Goal of the exercise: Reproduce every row below word for word, but leave the pictures out of your answer.

Task material:
━━━━━━

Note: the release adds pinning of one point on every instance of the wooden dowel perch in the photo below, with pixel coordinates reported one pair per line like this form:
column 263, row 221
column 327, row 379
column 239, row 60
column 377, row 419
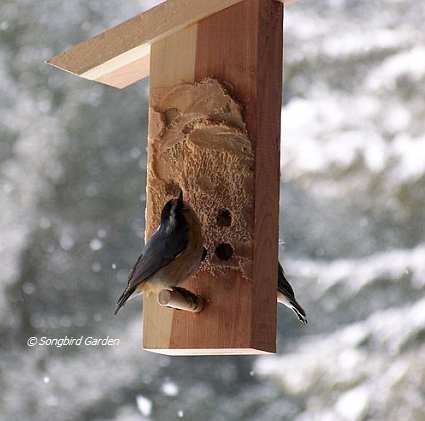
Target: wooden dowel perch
column 181, row 299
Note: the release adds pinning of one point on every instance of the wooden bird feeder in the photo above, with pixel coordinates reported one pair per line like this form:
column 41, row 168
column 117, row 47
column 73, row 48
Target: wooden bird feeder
column 215, row 70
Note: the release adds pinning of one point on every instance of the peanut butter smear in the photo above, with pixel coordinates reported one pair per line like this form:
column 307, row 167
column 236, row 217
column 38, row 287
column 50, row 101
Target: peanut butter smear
column 198, row 141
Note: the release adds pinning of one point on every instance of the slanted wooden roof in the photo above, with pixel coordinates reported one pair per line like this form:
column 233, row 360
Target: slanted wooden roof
column 120, row 56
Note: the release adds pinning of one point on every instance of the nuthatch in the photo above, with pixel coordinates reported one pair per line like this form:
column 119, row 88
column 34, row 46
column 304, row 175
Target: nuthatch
column 286, row 296
column 171, row 255
column 175, row 251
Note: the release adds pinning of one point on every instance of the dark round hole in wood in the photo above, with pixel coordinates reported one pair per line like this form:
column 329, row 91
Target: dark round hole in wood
column 204, row 254
column 224, row 218
column 224, row 251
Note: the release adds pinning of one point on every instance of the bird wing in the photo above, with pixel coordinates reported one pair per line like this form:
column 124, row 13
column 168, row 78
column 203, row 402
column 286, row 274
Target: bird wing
column 159, row 251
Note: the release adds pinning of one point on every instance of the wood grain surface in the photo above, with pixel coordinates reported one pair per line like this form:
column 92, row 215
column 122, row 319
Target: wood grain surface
column 120, row 56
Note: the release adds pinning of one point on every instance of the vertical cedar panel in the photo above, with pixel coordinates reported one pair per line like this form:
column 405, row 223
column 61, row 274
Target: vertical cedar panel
column 240, row 46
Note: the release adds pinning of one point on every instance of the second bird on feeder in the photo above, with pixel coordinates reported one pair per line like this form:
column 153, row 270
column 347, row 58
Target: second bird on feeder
column 174, row 252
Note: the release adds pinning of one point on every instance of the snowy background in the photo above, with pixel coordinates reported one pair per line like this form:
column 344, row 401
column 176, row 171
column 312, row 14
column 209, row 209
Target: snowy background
column 72, row 177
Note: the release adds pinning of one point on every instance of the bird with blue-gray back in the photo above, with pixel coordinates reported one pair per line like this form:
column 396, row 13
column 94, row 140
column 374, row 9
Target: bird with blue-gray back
column 174, row 252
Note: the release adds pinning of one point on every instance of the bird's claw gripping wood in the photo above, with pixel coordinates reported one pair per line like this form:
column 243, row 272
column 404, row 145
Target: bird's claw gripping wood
column 181, row 299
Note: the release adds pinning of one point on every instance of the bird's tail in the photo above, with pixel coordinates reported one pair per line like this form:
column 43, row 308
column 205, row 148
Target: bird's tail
column 124, row 297
column 292, row 303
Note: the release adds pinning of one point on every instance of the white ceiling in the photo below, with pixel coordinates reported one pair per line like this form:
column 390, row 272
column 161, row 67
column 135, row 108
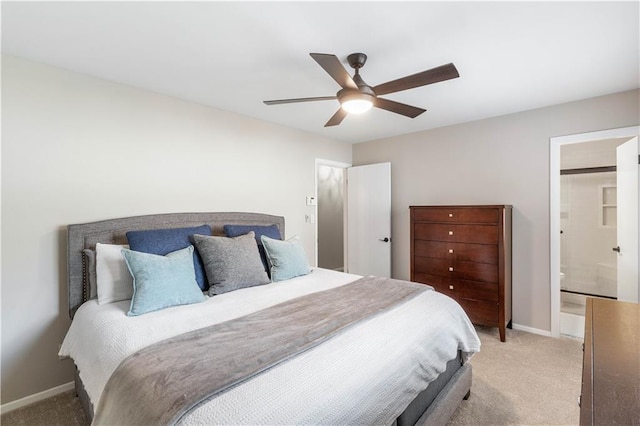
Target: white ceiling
column 512, row 56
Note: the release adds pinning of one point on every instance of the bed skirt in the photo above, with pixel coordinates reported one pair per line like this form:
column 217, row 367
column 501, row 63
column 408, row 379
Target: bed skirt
column 433, row 406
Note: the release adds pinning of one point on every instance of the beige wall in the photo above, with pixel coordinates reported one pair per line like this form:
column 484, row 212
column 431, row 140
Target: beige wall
column 77, row 149
column 502, row 160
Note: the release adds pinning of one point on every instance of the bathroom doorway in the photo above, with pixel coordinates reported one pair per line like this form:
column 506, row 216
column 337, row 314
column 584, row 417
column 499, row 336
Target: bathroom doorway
column 585, row 208
column 588, row 212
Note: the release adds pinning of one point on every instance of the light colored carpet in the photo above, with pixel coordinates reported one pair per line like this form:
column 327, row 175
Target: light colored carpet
column 527, row 380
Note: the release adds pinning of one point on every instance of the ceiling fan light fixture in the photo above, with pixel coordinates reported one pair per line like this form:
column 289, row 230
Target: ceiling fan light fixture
column 356, row 103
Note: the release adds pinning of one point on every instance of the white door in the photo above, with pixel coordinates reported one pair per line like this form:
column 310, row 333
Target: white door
column 369, row 220
column 627, row 210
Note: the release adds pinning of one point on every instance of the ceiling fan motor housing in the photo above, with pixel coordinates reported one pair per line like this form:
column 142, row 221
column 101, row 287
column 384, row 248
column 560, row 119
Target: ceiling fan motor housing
column 357, row 60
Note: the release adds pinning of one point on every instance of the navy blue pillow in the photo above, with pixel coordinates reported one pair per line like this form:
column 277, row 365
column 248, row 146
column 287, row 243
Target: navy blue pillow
column 165, row 241
column 271, row 231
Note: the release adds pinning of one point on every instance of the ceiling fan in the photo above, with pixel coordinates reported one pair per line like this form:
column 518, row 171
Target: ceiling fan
column 356, row 96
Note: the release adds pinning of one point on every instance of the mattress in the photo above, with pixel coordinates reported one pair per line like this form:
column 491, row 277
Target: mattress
column 369, row 374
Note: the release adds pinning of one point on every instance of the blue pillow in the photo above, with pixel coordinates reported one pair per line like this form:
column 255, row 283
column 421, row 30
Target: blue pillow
column 287, row 259
column 162, row 281
column 271, row 231
column 165, row 241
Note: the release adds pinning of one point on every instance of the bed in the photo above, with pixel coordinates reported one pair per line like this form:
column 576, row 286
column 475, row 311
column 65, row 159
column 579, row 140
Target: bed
column 405, row 363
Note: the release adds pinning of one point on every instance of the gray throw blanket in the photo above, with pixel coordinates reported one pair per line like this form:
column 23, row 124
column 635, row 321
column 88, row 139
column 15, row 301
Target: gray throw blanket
column 161, row 383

━━━━━━

Written solution:
Note: the release adds pinning of one point on every instance of the wooden dowel perch in the photo below, with pixel coordinates reported one pair per line like this form:
column 263, row 221
column 327, row 379
column 239, row 60
column 377, row 419
Target: wooden dowel perch
column 181, row 299
Note: the release adds pinning of one point on every instance of the wooden bird feeder in the photo above, with pixel coordinates reported one pair per line like this form:
column 41, row 168
column 117, row 47
column 73, row 48
Target: wooden bird feeder
column 215, row 70
Note: the release adds pinning of one point on every instance of the peanut butter smear in the photo above, with pixel coordinates reported one pair per line like this form:
column 307, row 167
column 236, row 217
column 38, row 287
column 50, row 101
Target: peanut butter smear
column 198, row 141
Note: the release adds pinning of one point on every instance of the slanted wooden roof in the photo above, with pixel coordinates reported one pair per line like this form:
column 233, row 360
Target: slanted wooden roof
column 120, row 56
Note: the release adds pinning of one point on every instance of the nuthatch in the photo above, with pixel coordinates reported one pair per line like this form:
column 119, row 88
column 34, row 46
column 304, row 175
Target: nuthatch
column 286, row 296
column 171, row 255
column 175, row 251
Note: the release adds pinning of one point on every instance of the dark round hole in wood in the photo above, with pixel coordinates reported one pair per line like this form:
column 329, row 91
Target: dark round hole in wood
column 204, row 254
column 224, row 218
column 224, row 251
Note: the release adds pinning of one point on every instance of the bird wing in the photo above, with pixel coordinates reported one pair per line like this form:
column 124, row 13
column 168, row 78
column 203, row 402
column 286, row 274
Target: bird wing
column 159, row 251
Note: the release adds pinning of one point on every instance of the wood grain surface in the photo above, with pixel coordinates reported one pair per line like this form:
column 92, row 215
column 122, row 319
Target: wood grain surface
column 120, row 56
Note: the release adds pinning of one point on every instance of the vertical cedar panel in the photo above, with pixel coordinates reported one pair per line like this form:
column 405, row 223
column 61, row 274
Target: vertical cedar panel
column 240, row 46
Note: the release adds pinning of one point on every instance of the second bird on feeder in the photo above, with pixel coordinates reported one pair per line like this form:
column 153, row 270
column 347, row 58
Target: second bird on feeder
column 174, row 252
Note: the release adds pinning of one point on every instance of the snowy background in the photo above, with pixel coordinates reported one pair per line like this form:
column 344, row 401
column 176, row 171
column 312, row 14
column 209, row 209
Target: snowy background
column 72, row 177
Note: the release adds pinning of one point on every instance of the bird with blue-gray back in the photo above, with pixel coordinates reported one pair per line like this form:
column 396, row 13
column 94, row 140
column 374, row 9
Target: bird with blue-gray back
column 174, row 252
Note: the release adds pinning of one point on every instance of the bird's claw gripping wood in the photo above, with pixel coordinates reported one pair per line like this form:
column 243, row 272
column 404, row 145
Target: bird's claw gripping wood
column 181, row 299
Note: the release adds pinning of one point on every instance of the bird's tail in the photo above, with pixel coordinates reported one pair per line like this form:
column 43, row 308
column 205, row 148
Target: bird's tail
column 124, row 297
column 292, row 303
Note: the release adds pinning of one point on every instance of the white ceiling in the photo below, with pixel coordinates reported one pair per line like this form:
column 390, row 272
column 161, row 67
column 135, row 108
Target: white ceiling
column 512, row 56
Note: the release adds pinning of one point on every instance of the bed skirt in the photo above, with pixel coordinates reported one pair per line like this form:
column 217, row 367
column 501, row 63
column 408, row 379
Target: bed skirt
column 433, row 406
Note: the release adds pinning of one point on every instance of the beige wall in the photo above, with pixel coordinates reported one pair per line like this form:
column 484, row 212
column 431, row 140
Target: beige wall
column 77, row 149
column 502, row 160
Note: the release adds pinning of one point on every instance of the bathroom doorway in the photo above, with pixel coordinates reported one pair per line like this form:
column 506, row 216
column 337, row 314
column 584, row 417
column 499, row 336
Target: bathroom doorway
column 585, row 208
column 588, row 212
Note: the release adds pinning of one point on every instance of the light colored carpet in the photo above, with pixel coordinates reported one pair per line like this form:
column 327, row 175
Target: light colored carpet
column 527, row 380
Note: the release adds pinning of one point on every instance of the ceiling fan light fixture in the photo above, with pixel coordinates reported one pair per line like this form:
column 289, row 230
Target: ceiling fan light fixture
column 356, row 103
Note: the release adds pinning of one point on every instance of the white door in the photo above, with pixel coordinates reported one pair per line like this form:
column 310, row 333
Target: white door
column 369, row 220
column 627, row 210
Note: the release adds pinning of one point on every instance of the ceiling fan motor housing in the photo above, with pixel coordinates reported one pair per line like this form:
column 142, row 221
column 101, row 287
column 384, row 248
column 560, row 119
Target: ceiling fan motor housing
column 357, row 60
Note: the release adds pinning of one point on every instance of the navy blue pillow in the photo above, with pixel coordinates reported one pair per line like this form:
column 277, row 365
column 248, row 146
column 287, row 243
Target: navy blue pillow
column 165, row 241
column 271, row 231
Note: the release adds pinning of one point on every instance of the ceiling fan in the photo above, with pixel coordinates reported one pair per line like this form:
column 518, row 171
Target: ceiling fan
column 356, row 96
Note: the release adds pinning of one point on every instance of the mattress in the photo above, with pixel coordinates reported one pair per line like this form:
column 491, row 277
Target: mattress
column 369, row 374
Note: the release adds pinning of one point on every instance of the blue pillow in the photo above, with pixel coordinates reported one pair per line like this form:
column 255, row 283
column 421, row 30
Target: blue pillow
column 287, row 259
column 162, row 281
column 271, row 231
column 165, row 241
Note: the release adds pinning of one point on every instance of the bed in the photo above, with pixel coordinates reported one pair per line like this form:
column 576, row 286
column 475, row 311
column 65, row 159
column 579, row 140
Target: bed
column 405, row 363
Note: the release adds pinning of one point on every instance of the gray throw blanket in the photo above, with pixel coordinates reported one pair per line like this form:
column 23, row 124
column 635, row 321
column 88, row 139
column 15, row 301
Target: gray throw blanket
column 161, row 383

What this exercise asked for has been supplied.